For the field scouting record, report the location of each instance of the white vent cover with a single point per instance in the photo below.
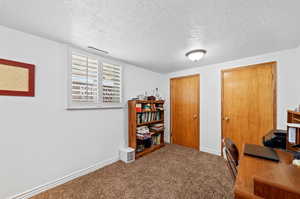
(127, 155)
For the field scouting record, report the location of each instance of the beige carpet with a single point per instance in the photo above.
(173, 172)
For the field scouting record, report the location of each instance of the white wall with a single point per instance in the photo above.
(40, 140)
(288, 69)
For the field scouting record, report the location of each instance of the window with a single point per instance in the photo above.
(93, 83)
(111, 84)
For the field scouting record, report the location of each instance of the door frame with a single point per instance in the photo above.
(274, 73)
(198, 107)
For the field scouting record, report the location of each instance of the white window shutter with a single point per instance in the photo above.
(85, 79)
(111, 84)
(93, 83)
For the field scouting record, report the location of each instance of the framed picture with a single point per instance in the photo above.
(16, 78)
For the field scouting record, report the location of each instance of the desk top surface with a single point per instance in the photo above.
(282, 172)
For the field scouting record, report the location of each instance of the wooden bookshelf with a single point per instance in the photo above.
(293, 118)
(133, 124)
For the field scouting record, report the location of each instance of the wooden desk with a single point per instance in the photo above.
(282, 174)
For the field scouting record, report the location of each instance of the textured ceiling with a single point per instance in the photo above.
(155, 34)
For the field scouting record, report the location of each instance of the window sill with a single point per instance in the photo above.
(94, 108)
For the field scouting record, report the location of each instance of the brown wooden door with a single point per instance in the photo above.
(185, 111)
(249, 103)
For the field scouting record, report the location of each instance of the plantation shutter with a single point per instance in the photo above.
(111, 84)
(85, 79)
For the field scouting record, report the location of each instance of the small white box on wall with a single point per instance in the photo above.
(127, 155)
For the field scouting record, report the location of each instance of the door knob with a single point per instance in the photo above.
(226, 118)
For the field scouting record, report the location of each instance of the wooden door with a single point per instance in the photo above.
(185, 111)
(249, 103)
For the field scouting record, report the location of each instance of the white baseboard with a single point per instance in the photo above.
(67, 178)
(210, 150)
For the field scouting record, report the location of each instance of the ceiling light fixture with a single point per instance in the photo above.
(196, 55)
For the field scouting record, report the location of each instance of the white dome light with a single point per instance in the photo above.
(196, 55)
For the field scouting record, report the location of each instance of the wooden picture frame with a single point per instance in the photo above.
(16, 78)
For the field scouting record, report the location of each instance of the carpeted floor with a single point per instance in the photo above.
(173, 172)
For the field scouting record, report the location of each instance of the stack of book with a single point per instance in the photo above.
(156, 139)
(148, 117)
(157, 127)
(143, 133)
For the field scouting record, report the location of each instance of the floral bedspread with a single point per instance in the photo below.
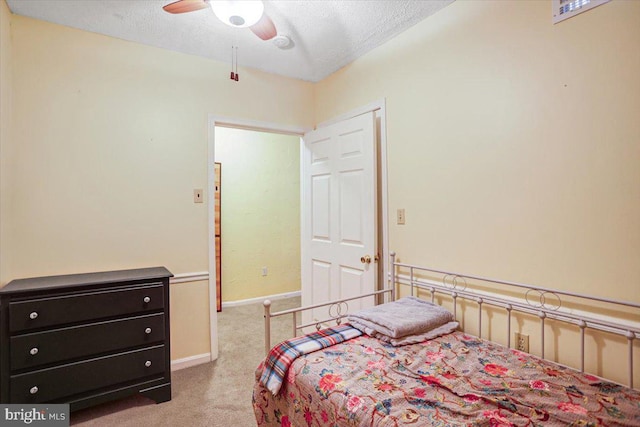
(450, 381)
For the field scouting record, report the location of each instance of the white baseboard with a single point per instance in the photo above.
(190, 361)
(260, 299)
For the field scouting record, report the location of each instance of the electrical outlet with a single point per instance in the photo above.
(522, 342)
(401, 217)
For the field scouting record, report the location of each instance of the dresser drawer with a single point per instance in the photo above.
(56, 345)
(56, 383)
(44, 312)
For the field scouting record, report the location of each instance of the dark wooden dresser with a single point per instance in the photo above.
(85, 339)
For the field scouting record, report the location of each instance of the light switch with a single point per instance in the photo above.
(401, 217)
(197, 195)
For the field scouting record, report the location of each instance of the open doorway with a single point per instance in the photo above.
(259, 214)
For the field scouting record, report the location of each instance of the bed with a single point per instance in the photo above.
(458, 378)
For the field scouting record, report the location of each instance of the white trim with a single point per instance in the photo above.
(372, 106)
(223, 121)
(190, 361)
(255, 125)
(261, 299)
(189, 277)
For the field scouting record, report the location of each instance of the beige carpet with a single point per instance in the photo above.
(212, 394)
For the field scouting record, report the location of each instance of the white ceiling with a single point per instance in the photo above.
(326, 34)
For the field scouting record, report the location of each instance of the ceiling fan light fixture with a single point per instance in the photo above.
(238, 13)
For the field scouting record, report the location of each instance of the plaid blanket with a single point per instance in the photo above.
(282, 355)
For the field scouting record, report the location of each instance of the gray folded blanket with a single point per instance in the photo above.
(404, 321)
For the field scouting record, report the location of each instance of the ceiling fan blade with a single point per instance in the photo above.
(264, 28)
(183, 6)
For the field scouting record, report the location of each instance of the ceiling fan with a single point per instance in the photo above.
(235, 13)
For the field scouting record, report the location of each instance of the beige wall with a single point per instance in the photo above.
(260, 212)
(110, 139)
(513, 143)
(6, 73)
(513, 146)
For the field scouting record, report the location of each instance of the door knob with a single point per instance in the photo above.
(365, 259)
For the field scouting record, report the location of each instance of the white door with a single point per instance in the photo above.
(339, 223)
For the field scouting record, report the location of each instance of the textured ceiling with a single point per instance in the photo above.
(326, 34)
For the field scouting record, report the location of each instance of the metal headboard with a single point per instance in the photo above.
(535, 301)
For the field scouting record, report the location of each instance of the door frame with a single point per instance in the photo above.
(379, 107)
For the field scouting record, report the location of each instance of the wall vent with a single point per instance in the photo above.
(564, 9)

Exercise aim
The entries are to be restated word for word, with pictures omitted.

Finished exercise
For the field scouting record, report the location of each instance of the white vent cover with a single point per instance in the photo below.
(127, 155)
For the field scouting record, report the location of each instance of the beige carpet with a single point per instance in the photo above.
(173, 172)
For the field scouting record, report the location of each instance of the white wall with a single point per instance in the photo above.
(40, 140)
(288, 69)
For the field scouting record, report the location of each instance of the window with a single point per instance in the photo above.
(93, 83)
(111, 84)
For the field scouting record, report the location of each instance of the door frame with a single point per instance in the photo above.
(274, 73)
(198, 107)
For the field scouting record, report the location of each instance of the white window shutter with a single point per instance in the photo above.
(85, 79)
(111, 84)
(93, 83)
For the field scouting record, report the location of each instance of the framed picture with a single point per instance in the photo above.
(16, 78)
For the field scouting record, report the location of each instance of the desk top surface with a single point per instance in the photo above.
(282, 172)
For the field scouting record, report the location of each instance of the wooden bookshelf with a single point per instance in the photo above.
(293, 118)
(133, 124)
For the field scouting record, report the location of each instance of the wooden desk with a single point per instance in the photo above.
(282, 174)
For the field scouting record, report the location of each instance of the textured ceiling with a single point per instance in the photo above.
(155, 34)
For the field scouting record, report the location of each instance of the window sill with a single point per instance in the photo above.
(94, 108)
For the field scouting record, report the location of each instance of the brown wooden door with a single point per instance in the photo above.
(185, 111)
(249, 103)
For the field scouting record, report the location of each instance of the plantation shutter with a single point per instance in the photo above.
(111, 84)
(85, 79)
For the field scouting record, report the location of each instance of the small white box on wall with a single point per instance in the photo above.
(127, 155)
For the field scouting record, report the location of each instance of the door knob with a single point per instance in the photo above.
(226, 118)
For the field scouting record, report the location of each instance of the wooden door with a single point per instance in the photo above.
(185, 111)
(249, 103)
For the field scouting record, report the location of each instance of the white baseboard with a single point per instance in the photo above.
(67, 178)
(210, 150)
For the field scouting record, report the location of each instance of the ceiling light fixture with a single point per instance in the photo above.
(196, 55)
For the field scouting record, report the location of each instance of the white dome light with a single point per instance in the photo above.
(196, 55)
For the field scouting record, report the location of each instance of the wooden picture frame with a single point per instance in the photo above.
(16, 78)
For the field scouting record, report the location of each instance of the carpeted floor with a single point per instance in the photo above.
(173, 172)
For the field scouting record, report the location of each instance of the stack of book with a single point per instance in the photo above.
(156, 139)
(148, 117)
(157, 127)
(143, 133)
For the field scouting record, report the location of each instance of the floral bedspread with a single point per instance in the photo below.
(450, 381)
For the field scouting record, report the location of each instance of the white baseboard with a single point per instance in the photo above.
(190, 361)
(260, 299)
For the field scouting record, report the location of each instance of the electrical outlet with a single point per instance in the photo above.
(522, 342)
(401, 217)
For the field scouting record, report the location of each instance of the dresser drawer with a single point per instance in the photo above.
(56, 345)
(56, 383)
(44, 312)
For the field scouting record, report the location of each instance of the dark wooden dresser with a single point per instance in the photo above.
(85, 339)
For the field scouting record, report the location of each instance of the light switch with a single point per instance in the photo above.
(401, 217)
(197, 195)
For the field scouting record, report the location of each instance of the open doorway with a single point per instance in the photo above.
(259, 214)
For the field scouting record, report the location of each instance of the bed with a single point per instance in the photo above.
(458, 378)
For the field scouting record, report the location of each instance of the white trim with a single point per instance in the photo above.
(372, 106)
(223, 121)
(190, 361)
(255, 125)
(261, 299)
(189, 277)
For the field scouting record, report the location of each instance of the beige carpet with a single point per instance in the photo above.
(212, 394)
For the field scouting record, report the location of each instance of the white ceiling with a single point per instance in the photo above.
(326, 34)
For the field scouting record, report the location of each instance of the ceiling fan light fixture with a single point per instance in the photo above.
(238, 13)
For the field scouting record, report the location of each instance of the plaid blanket with a single point per instance in the photo above.
(282, 355)
For the field scouting record, report the location of each instance of the gray folded blanket with a single point per instance in the photo above.
(404, 321)
For the field scouting record, report the location of each instance of the ceiling fan blade with a single point per instance in the photo above.
(264, 28)
(183, 6)
For the field scouting record, report the location of each instance of the ceiling fan with a single point per instance in the photo above.
(235, 13)
For the field scouting record, report the location of each instance of the beige wall with a single point per instance in the photo above.
(260, 212)
(110, 139)
(513, 143)
(6, 73)
(513, 146)
For the field scouting record, report the location of each instance of the door knob with a single point per instance in the photo above.
(365, 259)
For the field scouting record, report the location of each instance of the white door with a single point per instance in the photo above.
(339, 223)
For the field scouting record, report the location of each instance of the textured ceiling with a single point per instance in the photo above.
(326, 34)
For the field scouting record, report the location of each instance of the metal headboard with a single point per instance in the photo above.
(535, 301)
For the field scouting record, report the location of each instance of the door frame with a single point per instance in the photo above.
(379, 107)
For the field scouting record, report the location of each instance of the wall vent with a single point per instance in the photo above.
(564, 9)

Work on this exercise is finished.